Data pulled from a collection
|---|

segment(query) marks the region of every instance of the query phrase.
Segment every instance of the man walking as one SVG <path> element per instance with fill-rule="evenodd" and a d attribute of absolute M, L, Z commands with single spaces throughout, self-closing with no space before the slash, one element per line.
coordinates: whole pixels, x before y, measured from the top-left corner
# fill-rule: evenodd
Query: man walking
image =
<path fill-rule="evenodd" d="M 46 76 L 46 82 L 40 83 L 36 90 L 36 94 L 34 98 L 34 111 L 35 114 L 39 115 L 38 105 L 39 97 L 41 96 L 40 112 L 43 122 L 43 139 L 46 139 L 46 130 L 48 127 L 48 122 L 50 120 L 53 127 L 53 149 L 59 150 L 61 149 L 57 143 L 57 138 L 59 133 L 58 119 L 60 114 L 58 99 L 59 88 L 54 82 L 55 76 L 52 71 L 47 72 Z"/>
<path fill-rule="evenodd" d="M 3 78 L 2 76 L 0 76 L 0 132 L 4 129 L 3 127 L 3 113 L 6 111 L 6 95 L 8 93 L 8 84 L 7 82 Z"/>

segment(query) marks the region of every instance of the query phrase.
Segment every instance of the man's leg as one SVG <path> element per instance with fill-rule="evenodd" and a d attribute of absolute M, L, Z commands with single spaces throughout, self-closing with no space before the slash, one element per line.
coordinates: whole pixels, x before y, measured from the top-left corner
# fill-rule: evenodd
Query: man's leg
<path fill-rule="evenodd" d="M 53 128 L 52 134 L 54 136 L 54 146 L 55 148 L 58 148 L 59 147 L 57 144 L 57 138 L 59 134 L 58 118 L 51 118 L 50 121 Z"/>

|---|

→ GIVEN TASK
Format all of the records as a two-column CSV with the headers "prompt" and "response," one row per record. Put each field in double quotes and turn any line breaks into spaces.

→ OUTPUT FOR THIS EXERCISE
prompt,response
"segment(query) marks the region of every instance of the query phrase. Segment every instance of the man walking as one SVG <path> element per instance with fill-rule=""evenodd"" and a d attribute of absolute M, L, Z commands with single spaces throughout, self-closing with no space before the slash, one element per line. coordinates: whole pixels, x before y, measured from the top-left corner # fill-rule: evenodd Query: man walking image =","<path fill-rule=""evenodd"" d=""M 46 76 L 46 82 L 40 83 L 36 90 L 36 94 L 34 98 L 34 111 L 35 114 L 39 115 L 38 105 L 39 97 L 41 96 L 40 112 L 43 122 L 43 139 L 46 139 L 46 130 L 48 127 L 48 122 L 50 120 L 53 127 L 53 149 L 59 150 L 61 149 L 57 143 L 57 138 L 59 133 L 58 119 L 60 114 L 58 99 L 59 88 L 54 82 L 55 76 L 52 71 L 47 72 Z""/> <path fill-rule=""evenodd"" d=""M 3 78 L 2 76 L 0 76 L 0 132 L 4 129 L 3 127 L 3 113 L 6 111 L 6 95 L 8 93 L 8 84 L 7 82 Z""/>"
"segment(query) marks the region of every instance of the query phrase. Segment every instance of the man's leg as one SVG <path> element per instance with fill-rule=""evenodd"" and a d attribute of absolute M, L, Z commands with single spaces throughout, self-closing with no space before the slash, one element per line. coordinates: whole pixels, x before y, measured from the top-left corner # fill-rule: evenodd Query: man's leg","<path fill-rule=""evenodd"" d=""M 53 128 L 52 134 L 54 136 L 54 146 L 55 148 L 58 148 L 59 147 L 57 144 L 57 138 L 59 134 L 58 118 L 51 118 L 50 121 Z""/>"